## [Records from a data source]
╔══

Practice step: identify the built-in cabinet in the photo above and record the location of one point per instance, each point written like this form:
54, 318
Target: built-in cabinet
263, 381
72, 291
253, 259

╚══

## [GOAL OF THE EXERCISE]
Retype each record above so that every word stays exactly the same.

## [RESULT BELOW]
Practice step: identify the built-in cabinet in the photo above and record the location of one point per instance, each point written like this form:
54, 318
Target: built-in cabinet
263, 381
72, 291
253, 259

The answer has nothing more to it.